**TASK STATEMENT**
Pick out every line in the material below that contains the word "glass" and copy each one.

* * * * * * *

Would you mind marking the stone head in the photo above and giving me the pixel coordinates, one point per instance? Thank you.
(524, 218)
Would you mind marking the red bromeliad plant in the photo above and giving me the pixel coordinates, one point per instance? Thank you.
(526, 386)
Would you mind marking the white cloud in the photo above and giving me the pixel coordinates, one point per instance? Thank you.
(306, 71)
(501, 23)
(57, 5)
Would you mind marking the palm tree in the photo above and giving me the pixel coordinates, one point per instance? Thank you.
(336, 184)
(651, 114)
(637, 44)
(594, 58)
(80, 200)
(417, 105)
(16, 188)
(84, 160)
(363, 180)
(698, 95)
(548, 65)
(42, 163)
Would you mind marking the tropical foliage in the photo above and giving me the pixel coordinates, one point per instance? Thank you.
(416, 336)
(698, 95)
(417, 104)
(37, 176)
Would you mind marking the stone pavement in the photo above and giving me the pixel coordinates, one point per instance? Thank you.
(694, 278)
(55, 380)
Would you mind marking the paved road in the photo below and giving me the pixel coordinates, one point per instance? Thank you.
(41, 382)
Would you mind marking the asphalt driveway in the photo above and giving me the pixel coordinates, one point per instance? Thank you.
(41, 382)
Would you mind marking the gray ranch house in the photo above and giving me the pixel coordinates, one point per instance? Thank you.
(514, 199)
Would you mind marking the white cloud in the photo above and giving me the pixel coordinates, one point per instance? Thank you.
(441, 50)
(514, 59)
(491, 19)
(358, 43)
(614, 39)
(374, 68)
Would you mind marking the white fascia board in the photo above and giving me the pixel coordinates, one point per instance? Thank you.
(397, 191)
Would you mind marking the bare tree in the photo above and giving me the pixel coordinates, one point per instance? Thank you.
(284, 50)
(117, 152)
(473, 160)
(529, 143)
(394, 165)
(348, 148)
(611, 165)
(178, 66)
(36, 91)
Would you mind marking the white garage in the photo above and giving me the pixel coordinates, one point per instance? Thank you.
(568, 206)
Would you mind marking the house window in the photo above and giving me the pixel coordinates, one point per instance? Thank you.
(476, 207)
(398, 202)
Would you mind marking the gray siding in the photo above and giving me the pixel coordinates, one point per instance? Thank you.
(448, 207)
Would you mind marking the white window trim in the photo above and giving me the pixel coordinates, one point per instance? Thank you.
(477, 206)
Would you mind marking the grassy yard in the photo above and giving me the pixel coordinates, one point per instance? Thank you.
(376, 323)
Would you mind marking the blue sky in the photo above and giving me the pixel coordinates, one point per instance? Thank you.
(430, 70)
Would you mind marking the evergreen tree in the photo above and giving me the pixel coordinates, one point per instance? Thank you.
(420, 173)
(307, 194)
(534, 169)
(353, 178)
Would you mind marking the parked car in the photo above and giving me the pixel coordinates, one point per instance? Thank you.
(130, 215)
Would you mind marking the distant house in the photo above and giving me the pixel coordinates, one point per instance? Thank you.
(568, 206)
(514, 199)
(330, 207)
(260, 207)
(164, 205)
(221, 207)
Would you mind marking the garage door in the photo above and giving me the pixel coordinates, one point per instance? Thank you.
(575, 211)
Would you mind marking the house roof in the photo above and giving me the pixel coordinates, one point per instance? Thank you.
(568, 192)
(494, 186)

* * * * * * *

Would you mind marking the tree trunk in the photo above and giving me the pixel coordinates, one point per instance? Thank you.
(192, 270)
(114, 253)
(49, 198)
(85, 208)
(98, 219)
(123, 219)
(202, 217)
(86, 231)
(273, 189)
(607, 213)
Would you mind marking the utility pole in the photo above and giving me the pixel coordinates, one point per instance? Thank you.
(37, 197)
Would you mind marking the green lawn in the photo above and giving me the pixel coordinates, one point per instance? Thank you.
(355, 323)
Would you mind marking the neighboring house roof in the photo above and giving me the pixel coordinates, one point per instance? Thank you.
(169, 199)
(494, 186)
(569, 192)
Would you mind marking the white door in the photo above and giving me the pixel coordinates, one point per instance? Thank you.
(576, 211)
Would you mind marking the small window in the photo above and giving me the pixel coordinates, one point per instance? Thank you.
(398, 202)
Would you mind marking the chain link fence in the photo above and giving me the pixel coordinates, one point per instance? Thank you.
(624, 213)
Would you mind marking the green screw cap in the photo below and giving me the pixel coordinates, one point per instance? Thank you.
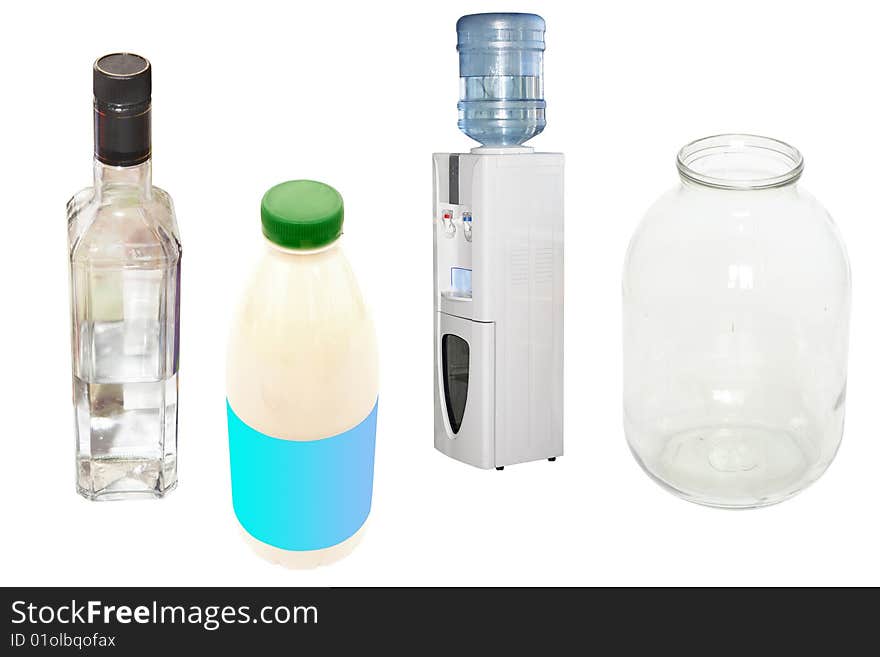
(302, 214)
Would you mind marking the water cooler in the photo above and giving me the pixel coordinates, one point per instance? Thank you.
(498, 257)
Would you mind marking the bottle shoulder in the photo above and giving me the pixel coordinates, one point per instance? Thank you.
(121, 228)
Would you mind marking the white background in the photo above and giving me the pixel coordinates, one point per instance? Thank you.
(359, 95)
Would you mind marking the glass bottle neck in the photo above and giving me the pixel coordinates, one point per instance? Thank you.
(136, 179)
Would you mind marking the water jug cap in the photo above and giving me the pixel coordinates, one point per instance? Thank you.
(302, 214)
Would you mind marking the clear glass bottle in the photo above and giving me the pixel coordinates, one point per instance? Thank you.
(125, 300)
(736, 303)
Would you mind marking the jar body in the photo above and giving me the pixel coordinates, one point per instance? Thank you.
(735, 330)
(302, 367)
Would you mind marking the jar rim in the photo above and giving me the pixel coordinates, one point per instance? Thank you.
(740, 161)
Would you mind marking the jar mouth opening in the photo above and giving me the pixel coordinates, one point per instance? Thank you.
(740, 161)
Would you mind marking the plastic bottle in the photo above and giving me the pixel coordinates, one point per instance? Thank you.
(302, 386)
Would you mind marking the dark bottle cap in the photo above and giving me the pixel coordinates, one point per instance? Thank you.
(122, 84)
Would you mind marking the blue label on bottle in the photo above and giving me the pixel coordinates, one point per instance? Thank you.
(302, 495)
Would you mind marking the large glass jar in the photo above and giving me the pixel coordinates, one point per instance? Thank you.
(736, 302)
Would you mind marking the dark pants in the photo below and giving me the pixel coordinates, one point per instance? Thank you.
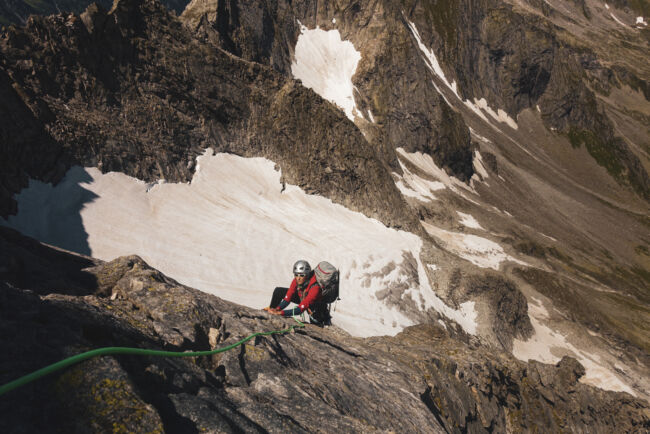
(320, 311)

* * * * * * *

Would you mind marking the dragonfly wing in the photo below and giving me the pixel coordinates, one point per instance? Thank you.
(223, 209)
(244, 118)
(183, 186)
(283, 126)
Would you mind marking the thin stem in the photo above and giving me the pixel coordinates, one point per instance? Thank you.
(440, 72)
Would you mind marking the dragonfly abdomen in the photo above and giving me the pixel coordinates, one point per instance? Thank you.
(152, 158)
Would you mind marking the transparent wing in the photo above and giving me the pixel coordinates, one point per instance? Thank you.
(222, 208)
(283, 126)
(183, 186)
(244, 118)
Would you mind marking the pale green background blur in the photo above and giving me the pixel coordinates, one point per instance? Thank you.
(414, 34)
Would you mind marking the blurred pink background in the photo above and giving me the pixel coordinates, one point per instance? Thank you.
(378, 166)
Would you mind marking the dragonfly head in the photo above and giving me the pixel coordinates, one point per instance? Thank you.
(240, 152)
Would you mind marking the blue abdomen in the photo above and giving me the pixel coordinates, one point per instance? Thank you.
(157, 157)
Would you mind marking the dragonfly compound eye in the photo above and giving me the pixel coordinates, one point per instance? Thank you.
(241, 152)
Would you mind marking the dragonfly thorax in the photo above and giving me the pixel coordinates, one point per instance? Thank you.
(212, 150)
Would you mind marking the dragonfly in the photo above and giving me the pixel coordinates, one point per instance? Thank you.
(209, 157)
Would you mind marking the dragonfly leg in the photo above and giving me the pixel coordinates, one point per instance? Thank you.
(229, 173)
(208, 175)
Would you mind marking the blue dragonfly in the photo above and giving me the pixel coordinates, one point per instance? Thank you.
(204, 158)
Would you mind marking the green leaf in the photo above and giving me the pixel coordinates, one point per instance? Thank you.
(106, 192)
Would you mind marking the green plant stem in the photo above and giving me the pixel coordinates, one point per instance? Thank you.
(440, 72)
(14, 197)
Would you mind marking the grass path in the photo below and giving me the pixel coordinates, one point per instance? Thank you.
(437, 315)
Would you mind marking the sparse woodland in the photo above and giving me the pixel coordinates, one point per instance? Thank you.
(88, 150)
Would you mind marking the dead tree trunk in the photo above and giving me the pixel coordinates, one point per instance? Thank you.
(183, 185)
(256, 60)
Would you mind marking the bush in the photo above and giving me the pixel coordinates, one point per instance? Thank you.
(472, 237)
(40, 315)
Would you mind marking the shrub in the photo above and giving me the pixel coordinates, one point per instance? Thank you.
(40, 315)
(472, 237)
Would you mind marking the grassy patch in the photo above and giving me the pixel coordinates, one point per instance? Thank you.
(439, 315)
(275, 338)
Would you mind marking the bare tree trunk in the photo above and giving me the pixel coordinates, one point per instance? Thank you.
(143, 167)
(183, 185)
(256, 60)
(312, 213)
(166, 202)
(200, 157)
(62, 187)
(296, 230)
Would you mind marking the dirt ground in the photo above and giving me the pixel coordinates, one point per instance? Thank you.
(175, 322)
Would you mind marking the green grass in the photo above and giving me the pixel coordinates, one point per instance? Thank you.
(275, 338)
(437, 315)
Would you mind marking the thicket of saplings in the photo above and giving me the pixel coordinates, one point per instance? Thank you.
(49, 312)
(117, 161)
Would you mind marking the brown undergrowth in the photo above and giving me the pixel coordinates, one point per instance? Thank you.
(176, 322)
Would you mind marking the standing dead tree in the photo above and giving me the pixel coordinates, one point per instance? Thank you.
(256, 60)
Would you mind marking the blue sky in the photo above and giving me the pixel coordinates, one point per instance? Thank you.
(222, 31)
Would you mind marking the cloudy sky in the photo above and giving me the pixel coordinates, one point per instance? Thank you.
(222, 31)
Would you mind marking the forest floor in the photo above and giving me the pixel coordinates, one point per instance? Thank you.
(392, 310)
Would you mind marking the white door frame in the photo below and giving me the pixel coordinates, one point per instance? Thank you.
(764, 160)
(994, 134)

* * * * * * *

**ANSWER**
Would you mind marking the glass bottle neck in the photo above and giving me the pixel coordinates, one point per instance? Thank you.
Would you mind marking the clear glass bottle in the photo above and giving me the pixel coordinates, one point per instance? Thank you.
Would you mind marking the large glass jar in the photo above and giving me the pixel coordinates, one point per instance? Thank you.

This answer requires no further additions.